Aim:
Write every record out again exactly as given.

Entries provided:
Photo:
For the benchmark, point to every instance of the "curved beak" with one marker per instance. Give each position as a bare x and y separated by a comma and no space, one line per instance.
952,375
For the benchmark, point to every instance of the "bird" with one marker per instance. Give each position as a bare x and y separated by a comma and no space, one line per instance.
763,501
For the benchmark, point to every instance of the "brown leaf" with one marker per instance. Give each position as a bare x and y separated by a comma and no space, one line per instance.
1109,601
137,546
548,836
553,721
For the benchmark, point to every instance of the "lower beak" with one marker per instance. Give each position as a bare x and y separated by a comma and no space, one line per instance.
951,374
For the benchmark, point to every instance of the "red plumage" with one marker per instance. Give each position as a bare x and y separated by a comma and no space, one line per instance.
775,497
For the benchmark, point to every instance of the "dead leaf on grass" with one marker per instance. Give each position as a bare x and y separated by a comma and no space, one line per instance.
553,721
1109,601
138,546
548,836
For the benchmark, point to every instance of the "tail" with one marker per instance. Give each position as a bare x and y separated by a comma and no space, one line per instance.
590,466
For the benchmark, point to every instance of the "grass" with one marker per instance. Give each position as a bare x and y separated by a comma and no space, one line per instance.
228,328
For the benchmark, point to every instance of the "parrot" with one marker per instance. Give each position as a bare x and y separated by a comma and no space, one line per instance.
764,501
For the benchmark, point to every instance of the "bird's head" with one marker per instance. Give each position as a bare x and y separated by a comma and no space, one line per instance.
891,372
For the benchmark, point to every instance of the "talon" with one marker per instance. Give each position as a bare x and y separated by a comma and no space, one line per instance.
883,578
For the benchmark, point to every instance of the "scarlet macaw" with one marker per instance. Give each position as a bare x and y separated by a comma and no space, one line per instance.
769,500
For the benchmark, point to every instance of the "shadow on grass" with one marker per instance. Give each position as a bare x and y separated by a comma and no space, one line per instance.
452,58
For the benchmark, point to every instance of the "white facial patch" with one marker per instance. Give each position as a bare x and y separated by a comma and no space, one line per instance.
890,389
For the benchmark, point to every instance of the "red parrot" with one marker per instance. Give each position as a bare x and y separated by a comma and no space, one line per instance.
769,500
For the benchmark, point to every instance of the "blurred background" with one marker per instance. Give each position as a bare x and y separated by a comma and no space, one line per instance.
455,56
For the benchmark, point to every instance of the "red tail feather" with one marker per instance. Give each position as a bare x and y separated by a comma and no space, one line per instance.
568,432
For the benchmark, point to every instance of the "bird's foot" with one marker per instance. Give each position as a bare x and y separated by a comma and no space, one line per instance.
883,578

The result:
Photo:
For the benchmark, point to every instance of the "curved beak" with one marker per instance. Give each position as a bare x and y separated by a comma and no space, one line per instance.
952,375
For the benchmark, point to every instance of the "bird" with one marker per instance. Give each position as a bare x and y separated by a comma and no space, one line per instance.
763,501
For the benchmark, point to every instance of the "brown leaf" with one marker per instance. Give each position as a bare x and y separated by a comma and no space, one line per instance.
1109,601
137,546
548,836
553,721
For the benchmark, point to every instance of the "lower beak" with one marker per instance. Give each position as a bare x and y separated by a comma and no space, one line per instance.
951,374
For the benchmark, point to every instance of the "red plumage" with one marker per instance. Give each position as a bare x and y separated by a comma and no space, one line per instance.
775,497
For the benchmark, point to every instance of the "dead leaf on grass" with one marker per instance. Give each position as a bare x and y separated by a comma and no space, one line per instance.
553,721
1109,601
138,546
548,836
For the benchmark, point to every instance of the "tail" with one marker per instance. Give each position as a bare x and y separated by a comma and no space, one line per instance.
590,466
For the benchmark, point to every instance of the "grass" with one marker per instance. Give each position as a bare x and y separated by a comma and no space, one line per instance.
228,328
For the benchmark, point to every instance of the "parrot" with one marker per instance. Give each position as a bare x and y separated by a comma and no space, one line per instance.
764,501
For the benchmark, point to every instance of the "bird's head" with one marker per instance. Give each position as a bare x and y separated by a comma and no space, one line per instance.
891,372
For the benchmark, point to every instance of the "talon" with one marker per instance. Give each position as a bare x and y separated by a comma and no space, one line per instance.
883,578
For the benchmark, point to every instance of the "scarlet macaw" with one marker per instance. Give each position as a bare x and y separated by a comma and no space, one line per instance.
769,500
For the benchmark, point to every instance of the "shadow on grass" with one marker per instance. Give each position as a bare x and y separated by a comma and no space, one line per instance.
452,58
For the benchmark, point to every instance of the "white facial patch" with one marker per instance. Give each position as a bare x and y separated by a comma and no space, one line per instance.
890,389
For the benchmark, point to every instance of the "red parrot" with one marker per instance. Give each position as a bare x and y separated by a comma and no space, one line per instance.
769,500
For the benchmark, point to every instance of the "blurred background" with one marker per instance. Give each position as a bare x and y separated by a comma and no space, one line per instance.
455,56
For the benchmark, point to every instance of the "red tail feather" with one marker per instance. Give each position as a bare x and y separated by a comma and no space, one line per instance.
568,432
For the benchmark, point to every instance of the "bird's foot" with one marker per instance. Give each position as a bare x and y separated by a comma and no space, one line per instance.
883,578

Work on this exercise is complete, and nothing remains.